What the task asks:
Starting with the first line of the material, reproduce exactly each line up to and including the one that contains "# each pair looks like [[200, 231]]", leaving out every picture.

▶

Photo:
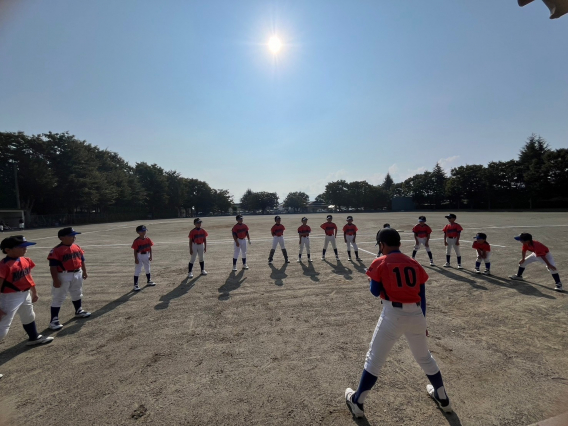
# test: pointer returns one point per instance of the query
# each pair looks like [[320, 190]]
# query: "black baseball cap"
[[15, 241], [524, 237], [389, 236], [68, 232]]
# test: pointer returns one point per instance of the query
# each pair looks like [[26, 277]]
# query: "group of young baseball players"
[[399, 281]]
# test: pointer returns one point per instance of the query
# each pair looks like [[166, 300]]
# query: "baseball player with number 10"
[[400, 283]]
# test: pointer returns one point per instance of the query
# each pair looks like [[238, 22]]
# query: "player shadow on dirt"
[[522, 287], [309, 271], [278, 275], [184, 287], [453, 276], [340, 269], [233, 282]]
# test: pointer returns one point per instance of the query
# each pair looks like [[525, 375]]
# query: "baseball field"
[[278, 344]]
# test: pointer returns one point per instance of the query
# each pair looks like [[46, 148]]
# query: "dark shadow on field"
[[278, 275], [448, 273], [233, 282], [186, 285], [522, 287], [309, 270], [339, 269]]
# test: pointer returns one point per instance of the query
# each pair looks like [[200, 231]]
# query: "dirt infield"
[[279, 344]]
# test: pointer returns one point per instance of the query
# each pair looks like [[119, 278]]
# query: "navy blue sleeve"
[[376, 288], [423, 298]]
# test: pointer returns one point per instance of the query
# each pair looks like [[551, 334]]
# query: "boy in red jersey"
[[483, 253], [197, 246], [18, 290], [142, 256], [422, 237], [330, 230], [240, 235], [349, 236], [540, 253], [304, 234], [68, 270], [452, 232], [399, 281], [277, 232]]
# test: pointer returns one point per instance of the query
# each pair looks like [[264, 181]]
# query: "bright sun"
[[274, 44]]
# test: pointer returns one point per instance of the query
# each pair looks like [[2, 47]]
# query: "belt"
[[399, 305]]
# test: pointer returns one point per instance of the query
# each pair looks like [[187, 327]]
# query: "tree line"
[[57, 173]]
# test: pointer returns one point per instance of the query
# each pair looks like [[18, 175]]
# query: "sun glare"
[[274, 44]]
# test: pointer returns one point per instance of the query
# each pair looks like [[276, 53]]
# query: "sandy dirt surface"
[[278, 344]]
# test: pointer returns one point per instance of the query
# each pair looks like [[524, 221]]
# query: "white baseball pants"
[[242, 248], [329, 239], [15, 303], [143, 259], [534, 258], [278, 240], [393, 323], [349, 240], [72, 283], [197, 250], [452, 244], [305, 242], [422, 242]]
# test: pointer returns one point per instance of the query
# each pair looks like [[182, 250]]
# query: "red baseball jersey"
[[422, 230], [198, 235], [142, 245], [240, 230], [400, 276], [481, 246], [537, 248], [350, 229], [329, 228], [66, 258], [277, 230], [16, 274], [452, 230]]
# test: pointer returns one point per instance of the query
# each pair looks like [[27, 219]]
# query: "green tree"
[[298, 201]]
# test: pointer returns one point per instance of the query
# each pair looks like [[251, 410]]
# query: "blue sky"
[[360, 87]]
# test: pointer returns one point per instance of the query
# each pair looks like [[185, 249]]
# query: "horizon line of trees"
[[57, 173]]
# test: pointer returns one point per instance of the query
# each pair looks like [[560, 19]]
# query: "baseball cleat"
[[55, 324], [444, 404], [81, 313], [41, 340], [353, 407]]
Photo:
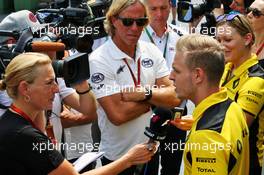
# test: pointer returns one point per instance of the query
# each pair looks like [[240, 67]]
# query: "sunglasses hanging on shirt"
[[130, 21]]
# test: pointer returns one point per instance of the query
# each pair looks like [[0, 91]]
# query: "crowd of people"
[[146, 63]]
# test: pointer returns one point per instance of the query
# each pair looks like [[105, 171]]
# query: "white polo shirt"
[[109, 74], [166, 43]]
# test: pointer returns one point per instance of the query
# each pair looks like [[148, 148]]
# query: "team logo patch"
[[32, 17], [239, 146], [147, 62], [236, 83], [120, 69], [97, 77]]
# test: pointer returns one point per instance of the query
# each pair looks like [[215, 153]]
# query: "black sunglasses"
[[229, 17], [255, 12], [130, 21]]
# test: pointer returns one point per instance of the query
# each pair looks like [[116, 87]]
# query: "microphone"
[[42, 46], [158, 125]]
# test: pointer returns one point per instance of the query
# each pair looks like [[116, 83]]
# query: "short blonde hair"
[[22, 68], [117, 7], [204, 52]]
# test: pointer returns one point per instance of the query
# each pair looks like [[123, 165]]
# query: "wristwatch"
[[148, 94]]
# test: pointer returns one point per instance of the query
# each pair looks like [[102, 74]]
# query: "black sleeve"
[[37, 152]]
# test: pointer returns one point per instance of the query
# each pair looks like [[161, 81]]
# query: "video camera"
[[78, 24], [73, 69]]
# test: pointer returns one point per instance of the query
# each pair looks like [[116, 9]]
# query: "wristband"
[[84, 92]]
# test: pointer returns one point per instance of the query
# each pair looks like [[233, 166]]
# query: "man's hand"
[[139, 154]]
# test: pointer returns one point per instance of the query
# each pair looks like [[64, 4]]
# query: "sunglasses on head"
[[229, 17], [130, 21], [255, 12]]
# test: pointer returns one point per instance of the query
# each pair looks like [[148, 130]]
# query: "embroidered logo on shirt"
[[97, 77], [147, 62], [120, 69], [235, 83]]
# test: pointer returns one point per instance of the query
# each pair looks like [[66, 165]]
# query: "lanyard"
[[166, 43], [24, 115], [260, 49], [136, 82]]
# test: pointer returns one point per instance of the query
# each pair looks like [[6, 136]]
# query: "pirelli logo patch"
[[205, 160]]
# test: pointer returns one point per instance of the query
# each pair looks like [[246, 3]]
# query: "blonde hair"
[[204, 52], [22, 68], [243, 27], [117, 7]]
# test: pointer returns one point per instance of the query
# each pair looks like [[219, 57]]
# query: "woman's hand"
[[140, 154]]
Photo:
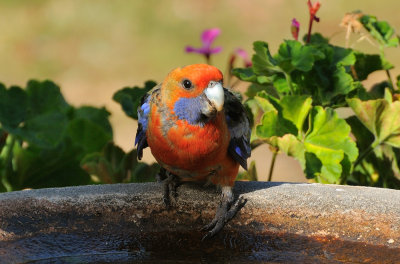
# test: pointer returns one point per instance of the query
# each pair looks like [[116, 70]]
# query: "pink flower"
[[295, 28], [313, 8], [207, 38], [243, 54]]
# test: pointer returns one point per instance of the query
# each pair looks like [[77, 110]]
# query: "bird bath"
[[127, 223]]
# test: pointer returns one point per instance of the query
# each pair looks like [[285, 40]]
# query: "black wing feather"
[[239, 127]]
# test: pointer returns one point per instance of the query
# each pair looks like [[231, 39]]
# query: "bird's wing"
[[239, 128], [143, 119]]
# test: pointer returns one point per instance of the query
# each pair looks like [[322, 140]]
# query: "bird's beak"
[[215, 93]]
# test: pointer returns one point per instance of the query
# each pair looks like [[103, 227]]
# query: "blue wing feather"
[[239, 128], [143, 119]]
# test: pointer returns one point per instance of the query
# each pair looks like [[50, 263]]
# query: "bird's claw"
[[169, 189], [225, 212]]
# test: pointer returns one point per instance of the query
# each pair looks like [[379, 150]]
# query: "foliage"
[[44, 140], [292, 99]]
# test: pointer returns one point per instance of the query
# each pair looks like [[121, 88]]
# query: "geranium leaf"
[[129, 98]]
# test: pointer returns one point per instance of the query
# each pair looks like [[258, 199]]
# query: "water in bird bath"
[[178, 247]]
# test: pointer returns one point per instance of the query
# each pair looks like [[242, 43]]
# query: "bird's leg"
[[226, 210], [170, 183]]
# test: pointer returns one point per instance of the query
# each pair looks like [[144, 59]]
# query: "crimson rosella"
[[197, 131]]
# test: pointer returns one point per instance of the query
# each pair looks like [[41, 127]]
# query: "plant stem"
[[208, 59], [289, 81], [7, 154], [271, 169], [309, 29], [390, 81]]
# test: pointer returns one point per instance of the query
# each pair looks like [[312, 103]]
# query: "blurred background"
[[94, 48]]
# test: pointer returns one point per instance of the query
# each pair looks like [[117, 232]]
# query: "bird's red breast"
[[191, 151]]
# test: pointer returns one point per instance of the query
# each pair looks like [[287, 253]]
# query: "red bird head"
[[194, 93]]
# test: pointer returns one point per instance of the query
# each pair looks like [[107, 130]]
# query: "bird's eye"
[[187, 84]]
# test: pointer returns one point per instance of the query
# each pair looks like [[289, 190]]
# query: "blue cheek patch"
[[238, 151], [189, 109]]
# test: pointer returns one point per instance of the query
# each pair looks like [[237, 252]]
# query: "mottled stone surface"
[[307, 222]]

◀

Finished exercise:
Photo:
# test: pointer returns one point per instance of the query
# each pair looks like [[320, 190]]
# query: "black baseball cap"
[[15, 241], [524, 237], [389, 236], [68, 232]]
# test: pointer returns one point per instance of the query
# each pair looks like [[26, 277]]
# query: "group of young baseball players"
[[399, 281]]
# test: pointer returns one point per instance of the query
# each pair looks like [[166, 300]]
# query: "baseball player with number 10"
[[400, 283]]
# test: pointer returns one point per instance of the query
# each pair looks like [[238, 22]]
# query: "player shadow on dirt"
[[522, 287], [309, 271], [278, 275], [184, 287], [453, 276], [340, 269], [233, 282]]
# test: pointer returns one point per instance of the query
# each pair looks like [[525, 375]]
# query: "baseball field"
[[278, 344]]
# test: pointer returns one point per instance of the query
# each pair looks like [[46, 148]]
# query: "dark shadow on field"
[[278, 275], [448, 273], [233, 282], [186, 285], [522, 287], [309, 270], [339, 269]]
# test: pointer returns one point per instance of the query
# each pair looks like [[200, 231]]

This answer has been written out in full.